● **Aim**
Put the lines of the listing from the line with "describing the car" to the line with "254 0 500 127", both included, into a Markdown table with the columns Row and Text. Give each row its number under Row and its line under Text, and leave out blank lines.
=-=-=
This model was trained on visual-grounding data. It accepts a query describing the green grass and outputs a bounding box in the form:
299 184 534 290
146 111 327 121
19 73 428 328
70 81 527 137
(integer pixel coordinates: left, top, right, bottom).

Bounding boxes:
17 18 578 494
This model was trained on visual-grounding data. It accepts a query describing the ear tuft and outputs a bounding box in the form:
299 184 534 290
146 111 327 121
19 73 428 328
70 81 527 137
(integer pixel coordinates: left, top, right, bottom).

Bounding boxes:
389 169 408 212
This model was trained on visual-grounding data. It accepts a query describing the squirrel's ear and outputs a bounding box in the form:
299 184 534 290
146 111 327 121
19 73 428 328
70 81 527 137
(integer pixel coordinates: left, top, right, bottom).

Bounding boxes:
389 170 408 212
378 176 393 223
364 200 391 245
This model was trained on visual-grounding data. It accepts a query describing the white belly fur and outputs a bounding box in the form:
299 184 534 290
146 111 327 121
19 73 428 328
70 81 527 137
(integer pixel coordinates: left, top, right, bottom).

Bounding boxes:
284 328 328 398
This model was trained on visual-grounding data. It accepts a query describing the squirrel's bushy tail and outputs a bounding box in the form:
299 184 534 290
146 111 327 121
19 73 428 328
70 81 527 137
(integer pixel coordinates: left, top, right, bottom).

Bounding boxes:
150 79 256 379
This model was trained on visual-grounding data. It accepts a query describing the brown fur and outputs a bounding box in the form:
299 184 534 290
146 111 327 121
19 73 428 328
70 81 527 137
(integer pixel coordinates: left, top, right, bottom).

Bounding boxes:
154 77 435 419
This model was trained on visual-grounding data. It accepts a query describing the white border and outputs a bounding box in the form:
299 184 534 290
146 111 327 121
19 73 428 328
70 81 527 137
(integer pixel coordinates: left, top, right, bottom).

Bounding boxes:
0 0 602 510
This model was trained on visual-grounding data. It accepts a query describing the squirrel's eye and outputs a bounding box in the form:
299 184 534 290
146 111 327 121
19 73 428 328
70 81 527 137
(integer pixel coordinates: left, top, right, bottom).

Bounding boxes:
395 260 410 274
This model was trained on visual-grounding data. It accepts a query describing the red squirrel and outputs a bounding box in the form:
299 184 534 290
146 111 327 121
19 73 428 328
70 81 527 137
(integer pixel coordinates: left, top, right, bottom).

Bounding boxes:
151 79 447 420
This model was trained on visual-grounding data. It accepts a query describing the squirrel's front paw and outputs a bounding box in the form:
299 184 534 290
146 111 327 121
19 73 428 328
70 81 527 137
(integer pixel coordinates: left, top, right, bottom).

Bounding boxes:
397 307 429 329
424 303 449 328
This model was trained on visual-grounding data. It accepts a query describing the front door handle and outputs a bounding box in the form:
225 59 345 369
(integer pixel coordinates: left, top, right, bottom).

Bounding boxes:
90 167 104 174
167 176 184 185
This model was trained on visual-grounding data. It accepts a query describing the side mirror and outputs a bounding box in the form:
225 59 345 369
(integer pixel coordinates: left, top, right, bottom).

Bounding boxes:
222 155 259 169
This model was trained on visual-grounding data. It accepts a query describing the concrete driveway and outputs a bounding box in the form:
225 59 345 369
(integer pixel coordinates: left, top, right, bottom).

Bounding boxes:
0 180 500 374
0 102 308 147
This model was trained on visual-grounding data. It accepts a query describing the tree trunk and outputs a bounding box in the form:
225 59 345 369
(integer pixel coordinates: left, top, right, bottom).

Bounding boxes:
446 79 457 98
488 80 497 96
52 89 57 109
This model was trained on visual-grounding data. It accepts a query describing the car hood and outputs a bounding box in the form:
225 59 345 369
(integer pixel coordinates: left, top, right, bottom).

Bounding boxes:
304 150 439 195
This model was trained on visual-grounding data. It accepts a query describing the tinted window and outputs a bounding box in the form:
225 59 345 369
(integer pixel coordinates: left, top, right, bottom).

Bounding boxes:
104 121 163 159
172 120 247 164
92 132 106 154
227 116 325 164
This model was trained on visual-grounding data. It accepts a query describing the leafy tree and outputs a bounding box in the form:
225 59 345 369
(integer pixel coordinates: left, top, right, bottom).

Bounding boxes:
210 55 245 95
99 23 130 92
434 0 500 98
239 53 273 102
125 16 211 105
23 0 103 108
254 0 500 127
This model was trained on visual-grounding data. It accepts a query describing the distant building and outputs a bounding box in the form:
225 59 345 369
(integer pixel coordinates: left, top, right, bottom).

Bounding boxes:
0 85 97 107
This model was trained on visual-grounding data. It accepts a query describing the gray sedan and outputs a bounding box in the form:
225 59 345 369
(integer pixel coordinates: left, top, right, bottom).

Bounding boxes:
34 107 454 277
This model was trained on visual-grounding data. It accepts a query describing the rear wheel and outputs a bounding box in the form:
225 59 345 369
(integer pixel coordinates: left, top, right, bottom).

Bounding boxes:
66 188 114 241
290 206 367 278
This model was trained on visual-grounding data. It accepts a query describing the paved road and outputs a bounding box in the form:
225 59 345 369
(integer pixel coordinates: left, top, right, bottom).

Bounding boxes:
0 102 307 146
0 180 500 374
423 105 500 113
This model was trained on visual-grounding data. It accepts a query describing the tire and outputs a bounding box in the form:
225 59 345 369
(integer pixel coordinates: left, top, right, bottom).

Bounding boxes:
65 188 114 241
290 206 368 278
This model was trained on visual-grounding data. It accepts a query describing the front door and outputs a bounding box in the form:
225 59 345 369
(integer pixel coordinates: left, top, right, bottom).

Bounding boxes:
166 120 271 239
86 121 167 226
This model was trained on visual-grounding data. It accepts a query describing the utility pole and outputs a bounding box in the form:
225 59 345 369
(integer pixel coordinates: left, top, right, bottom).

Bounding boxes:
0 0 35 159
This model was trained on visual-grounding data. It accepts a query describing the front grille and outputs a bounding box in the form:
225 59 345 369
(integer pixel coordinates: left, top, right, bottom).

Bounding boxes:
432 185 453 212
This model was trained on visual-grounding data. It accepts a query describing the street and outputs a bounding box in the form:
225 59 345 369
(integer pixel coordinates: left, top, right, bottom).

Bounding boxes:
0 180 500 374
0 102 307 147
=-=-=
● **Result of the task**
| Row | Text |
|---|---|
| 1 | This model was trained on visual-grounding data. It accepts a query describing the car hood and outputs a bounding box in the form: |
| 2 | 225 59 345 369 |
| 3 | (integer pixel coordinates: left, top, right, bottom). |
| 4 | Bounding boxes: |
| 5 | 304 150 439 195 |
| 6 | This model was trained on visual-grounding data. It accepts a query describing the tinted window and outputs a bounding box in the form: |
| 7 | 225 59 345 369 |
| 8 | (integer pixel coordinates: left, top, right, bottom). |
| 9 | Bounding boxes: |
| 10 | 104 121 163 159 |
| 11 | 172 120 247 164 |
| 12 | 92 132 106 154 |
| 13 | 227 116 325 164 |
| 14 | This model was trained on visual-grounding data. It accepts a query describing the leafy tree and outputs a bounding box in the form: |
| 15 | 225 59 345 369 |
| 16 | (integer pixel coordinates: left, top, right, bottom). |
| 17 | Bounding boxes: |
| 18 | 210 55 245 95 |
| 19 | 99 23 130 92 |
| 20 | 434 0 500 98 |
| 21 | 239 53 273 102 |
| 22 | 125 16 211 105 |
| 23 | 23 0 103 108 |
| 24 | 254 0 500 127 |